TASK GOAL :: Copy out the entire article on bioinformatics in the postgenomic era below, word for word and unchanged.

EXTRACT TO READ ::
Aug 15, 2005 | We’ve heard the term “postgenomic era” quite a bit over the past half-decade. Despite this, it seems that each week we hear about the publication of the genome of a new species — a pathogenic microbe, an agricultural staple, or an obscure new species of mammal — making it hard to imagine finding ourselves in such an era anytime soon. Nevertheless, the technology of sequencing genomes is very late ’90s. What is the postgenomic era about? Bioinformatics.
Each of the scores of sequenced genomes comprises thousands of genes that encode an even larger number of proteins and RNAs. Moreover, the expression of each of these genes is regulated by coordinated and combinatorial sets of regulatory elements and factors. It is impractical and improbable that each of the decrypted genes will ever be fully studied in detail. There are just too many. However, this is exactly the sort of challenge that bioinformatics tools can impact.
The analysis of gene expression networks is a case in point. While microarrays allow us to measure gene expression in a massively parallel format, they cannot reveal the molecular mechanisms underlying the dynamic coordination of gene expression. In contrast, in a study* in the July 2005 issue of Trends in Genetics, researchers have shown that comparative genomics can be used to discover new systems of coordinated gene regulation.

THE DATA ::
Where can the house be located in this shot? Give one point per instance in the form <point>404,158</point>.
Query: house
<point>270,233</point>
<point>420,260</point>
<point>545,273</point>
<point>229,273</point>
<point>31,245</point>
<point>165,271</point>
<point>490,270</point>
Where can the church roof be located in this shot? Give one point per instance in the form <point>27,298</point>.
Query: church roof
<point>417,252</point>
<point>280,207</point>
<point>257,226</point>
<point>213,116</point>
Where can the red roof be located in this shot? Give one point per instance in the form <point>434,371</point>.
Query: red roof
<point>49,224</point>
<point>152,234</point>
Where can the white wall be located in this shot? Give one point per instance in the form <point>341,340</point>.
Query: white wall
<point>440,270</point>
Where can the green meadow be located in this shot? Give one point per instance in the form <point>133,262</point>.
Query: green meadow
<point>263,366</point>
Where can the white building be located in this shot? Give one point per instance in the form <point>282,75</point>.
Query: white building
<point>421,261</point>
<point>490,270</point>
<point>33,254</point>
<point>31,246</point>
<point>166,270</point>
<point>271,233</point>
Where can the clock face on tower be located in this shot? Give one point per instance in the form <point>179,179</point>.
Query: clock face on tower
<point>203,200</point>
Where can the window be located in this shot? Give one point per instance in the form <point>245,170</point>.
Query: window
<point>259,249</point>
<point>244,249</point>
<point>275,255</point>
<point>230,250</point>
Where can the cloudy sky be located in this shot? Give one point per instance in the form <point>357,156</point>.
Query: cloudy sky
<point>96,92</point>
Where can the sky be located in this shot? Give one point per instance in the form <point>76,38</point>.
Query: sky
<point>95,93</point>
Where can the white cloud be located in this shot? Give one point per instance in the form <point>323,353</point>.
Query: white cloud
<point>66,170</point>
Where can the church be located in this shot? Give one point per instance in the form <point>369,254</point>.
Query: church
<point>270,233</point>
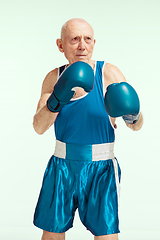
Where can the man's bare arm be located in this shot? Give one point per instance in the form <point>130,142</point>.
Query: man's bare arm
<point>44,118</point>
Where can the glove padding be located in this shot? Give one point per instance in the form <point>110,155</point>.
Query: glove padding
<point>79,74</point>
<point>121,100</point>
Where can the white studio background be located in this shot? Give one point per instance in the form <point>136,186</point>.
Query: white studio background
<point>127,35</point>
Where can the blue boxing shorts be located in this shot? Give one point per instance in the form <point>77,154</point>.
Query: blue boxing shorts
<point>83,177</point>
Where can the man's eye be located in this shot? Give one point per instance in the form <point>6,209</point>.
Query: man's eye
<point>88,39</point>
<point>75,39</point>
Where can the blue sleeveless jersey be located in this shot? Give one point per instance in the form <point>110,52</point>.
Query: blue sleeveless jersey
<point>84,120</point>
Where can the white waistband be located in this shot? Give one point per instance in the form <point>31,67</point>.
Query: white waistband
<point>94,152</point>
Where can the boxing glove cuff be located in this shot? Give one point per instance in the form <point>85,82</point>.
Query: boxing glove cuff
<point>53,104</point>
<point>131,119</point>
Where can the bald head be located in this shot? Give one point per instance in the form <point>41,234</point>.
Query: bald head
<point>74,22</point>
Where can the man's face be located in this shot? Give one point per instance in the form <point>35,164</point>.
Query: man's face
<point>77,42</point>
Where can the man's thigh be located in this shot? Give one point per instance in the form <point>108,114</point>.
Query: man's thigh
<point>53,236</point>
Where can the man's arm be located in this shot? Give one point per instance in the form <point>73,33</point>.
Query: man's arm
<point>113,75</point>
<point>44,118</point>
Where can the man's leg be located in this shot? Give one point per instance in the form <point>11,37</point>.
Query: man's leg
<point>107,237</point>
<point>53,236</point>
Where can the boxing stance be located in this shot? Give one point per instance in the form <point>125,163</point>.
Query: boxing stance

TASK ANSWER ::
Aug 15, 2005 | We’ve heard the term “postgenomic era” quite a bit over the past half-decade. Despite this, it seems that each week we hear about the publication of the genome of a new species — a pathogenic microbe, an agricultural staple, or an obscure new species of mammal — making it hard to imagine finding ourselves in such an era anytime soon. Nevertheless, the technology of sequencing genomes is very late ’90s. What is the postgenomic era about? Bioinformatics.
Each of the scores of sequenced genomes comprises thousands of genes that encode an even larger number of proteins and RNAs. Moreover, the expression of each of these genes is regulated by coordinated and combinatorial sets of regulatory elements and factors. It is impractical and improbable that each of the decrypted genes will ever be fully studied in detail. There are just too many. However, this is exactly the sort of challenge that bioinformatics tools can impact.
The analysis of gene expression networks is a case in point. While microarrays allow us to measure gene expression in a massively parallel format, they cannot reveal the molecular mechanisms underlying the dynamic coordination of gene expression. In contrast, in a study* in the July 2005 issue of Trends in Genetics, researchers have shown that comparative genomics can be used to discover new systems of coordinated gene regulation.